▸ **TO DO**: Please pick out and copy every line of the data below that contains the word "positive". Case counts.

┏━━

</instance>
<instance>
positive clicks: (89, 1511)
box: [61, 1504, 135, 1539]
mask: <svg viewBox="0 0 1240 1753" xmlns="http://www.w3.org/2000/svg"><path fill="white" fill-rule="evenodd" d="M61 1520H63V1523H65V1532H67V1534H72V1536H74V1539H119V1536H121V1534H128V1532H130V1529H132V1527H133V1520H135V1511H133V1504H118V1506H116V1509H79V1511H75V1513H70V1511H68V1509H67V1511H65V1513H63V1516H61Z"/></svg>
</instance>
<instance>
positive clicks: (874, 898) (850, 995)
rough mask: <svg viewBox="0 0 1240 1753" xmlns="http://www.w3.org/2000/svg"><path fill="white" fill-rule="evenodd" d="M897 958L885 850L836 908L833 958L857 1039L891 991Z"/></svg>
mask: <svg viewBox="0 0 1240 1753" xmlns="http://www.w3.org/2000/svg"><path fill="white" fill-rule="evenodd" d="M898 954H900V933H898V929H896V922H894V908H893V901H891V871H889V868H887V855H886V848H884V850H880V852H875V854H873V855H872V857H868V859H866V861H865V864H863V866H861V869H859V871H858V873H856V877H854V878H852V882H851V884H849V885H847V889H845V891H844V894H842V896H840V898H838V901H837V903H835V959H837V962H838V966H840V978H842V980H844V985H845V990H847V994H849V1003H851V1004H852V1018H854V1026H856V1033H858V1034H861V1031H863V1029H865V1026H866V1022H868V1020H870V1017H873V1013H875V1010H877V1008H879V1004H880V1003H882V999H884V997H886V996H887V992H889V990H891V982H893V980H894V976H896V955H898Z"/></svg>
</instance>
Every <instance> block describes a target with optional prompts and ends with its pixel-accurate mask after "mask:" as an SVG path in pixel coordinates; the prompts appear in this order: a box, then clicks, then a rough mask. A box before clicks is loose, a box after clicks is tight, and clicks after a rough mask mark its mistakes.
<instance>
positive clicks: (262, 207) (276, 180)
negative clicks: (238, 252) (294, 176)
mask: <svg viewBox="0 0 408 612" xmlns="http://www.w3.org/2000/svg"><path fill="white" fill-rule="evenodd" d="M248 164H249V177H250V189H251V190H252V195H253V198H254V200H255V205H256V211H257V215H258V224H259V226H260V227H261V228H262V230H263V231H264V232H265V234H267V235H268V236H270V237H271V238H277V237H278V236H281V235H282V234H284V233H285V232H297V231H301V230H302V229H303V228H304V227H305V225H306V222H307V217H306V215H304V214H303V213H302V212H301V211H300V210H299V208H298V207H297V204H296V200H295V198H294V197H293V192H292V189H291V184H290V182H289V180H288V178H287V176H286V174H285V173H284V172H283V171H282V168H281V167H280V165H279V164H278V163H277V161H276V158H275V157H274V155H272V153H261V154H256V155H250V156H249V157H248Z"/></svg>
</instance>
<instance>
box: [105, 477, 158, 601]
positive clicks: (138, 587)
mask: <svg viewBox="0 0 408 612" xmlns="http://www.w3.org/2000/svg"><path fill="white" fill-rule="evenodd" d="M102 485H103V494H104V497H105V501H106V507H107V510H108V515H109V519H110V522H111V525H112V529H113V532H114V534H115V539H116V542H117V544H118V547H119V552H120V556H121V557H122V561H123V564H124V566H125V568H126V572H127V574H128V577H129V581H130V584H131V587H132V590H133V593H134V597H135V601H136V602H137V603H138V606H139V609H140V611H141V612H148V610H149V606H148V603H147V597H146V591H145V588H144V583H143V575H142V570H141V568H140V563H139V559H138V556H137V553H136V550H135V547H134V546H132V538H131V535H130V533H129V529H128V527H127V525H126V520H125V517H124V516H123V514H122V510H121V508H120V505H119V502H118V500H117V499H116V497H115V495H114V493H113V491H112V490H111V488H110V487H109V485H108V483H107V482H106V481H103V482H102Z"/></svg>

┗━━

▸ **RESULT FOR THIS EXERCISE**:
positive clicks: (89, 1511)
positive clicks: (874, 898) (850, 995)
positive clicks: (262, 207) (276, 180)
positive clicks: (138, 587)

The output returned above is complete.